> **課題の指示**
論理の落とし穴についての文章のうち、「相手の年齢も入社年数も背景も、それぞれ異なるのです。」から「のが「論理の落とし穴」です。」までを、両端も含めて一字一句変えずに書き写してください。

> **提示文**

----------

たしかに、世の中は論理的思考力に長けている人ばかりではありません。

 

日常だけでなく、ビジネスシーンで出会う人でも同様です。
とくに日本では、論理的思考を身につける教育がほとんど行われていないのが現状です。

 

 しかし、だからといって冒頭のようなことばかり考えていては、円滑にビジネスを行うことはできないでしょう。
それ以前に、良好な人間関係を築けません。

 

相手の年齢も入社年数も背景も、それぞれ異なるのです。
場合によっては性別や人種も違うかもしれません。

 

そう考えれば、コミュニケーション相手を一緒くたに扱おうとすること事態、無理があると気がつくでしょう。

 

ならば、人のことをとやかく言う前に、まずは自分の論理的思考力を疑うことが大切です。

 

 このように、自身の論理的思考力に慢心してしまい、物事を上手に運べない状態に陥ってしまうのが「論理の落とし穴」です。

 

いかに役立つ考え方を身につけていても、実際に活用できなければ意味がありません。

 

また、論理的に考えることに慣れ、勝手に他人の考えを推測してしまうことも、論理の落とし穴のひとつです。

 

これは、自分の実力に邁進しなくても起こりうるという意味では、前出の例よりもたちが悪いでしょう。

 

<心理的な論理の落とし穴>
慢心によって論理的思考を活用できない
慣れによって定型的に思考してしまう

 

 自己の慢心と慣れに関しては、技術的な問題というよりは、心的姿勢が根底にあります。

 

それらは意識するだけである程度正すことができますし、それだけにすぐに改善できるポイントです。

 

もっとも、心的姿勢ではなく、テクニカルな部分においても論理の落とし穴は存在します。

 

それらは大きく6つに分類されますので、ここでは「論理展開における6つの注意点」としておきましょう。

 

【例題】
 それでは、論理展開における6つの注意点について、例題を通じて詳しく見ていきましょう。

 

<例>
 Y社は創業80年以上の歴史を誇る、老舗の経営コンサルティング会社です。

 

その知名度は高く、各界への強い影響力もあって、内外から高い評価を得ています。

 

また、仕事へのやりがいが評価され、毎年たくさんの優秀な新卒生が入社を希望しています。

 

今年入社した新入社員は総勢120名。

----------

> **資料**
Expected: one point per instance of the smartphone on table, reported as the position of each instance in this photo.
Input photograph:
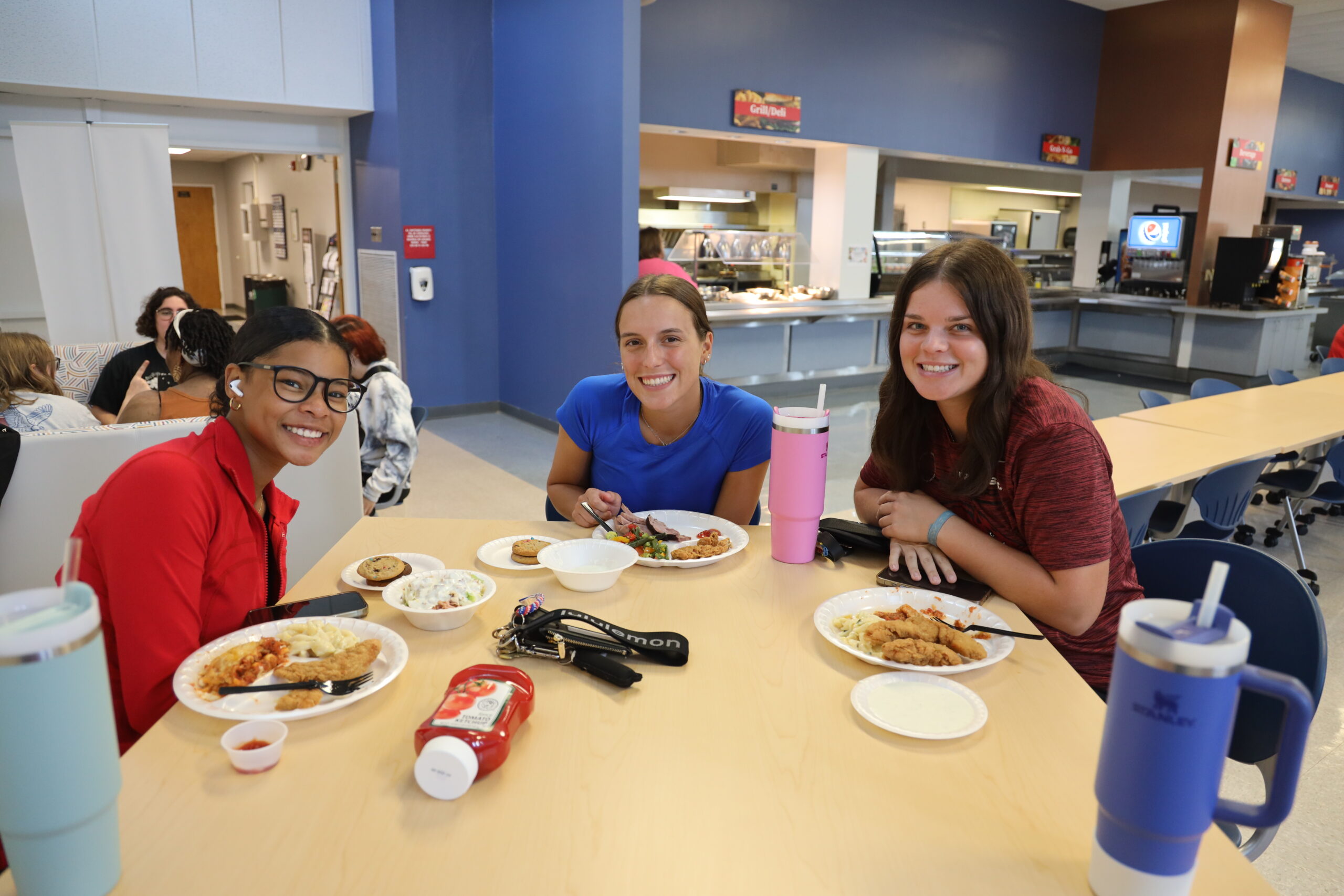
(964, 587)
(349, 604)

----------

> **解答**
相手の年齢も入社年数も背景も、それぞれ異なるのです。
場合によっては性別や人種も違うかもしれません。

 

そう考えれば、コミュニケーション相手を一緒くたに扱おうとすること事態、無理があると気がつくでしょう。

 

ならば、人のことをとやかく言う前に、まずは自分の論理的思考力を疑うことが大切です。

 

 このように、自身の論理的思考力に慢心してしまい、物事を上手に運べない状態に陥ってしまうのが「論理の落とし穴」です。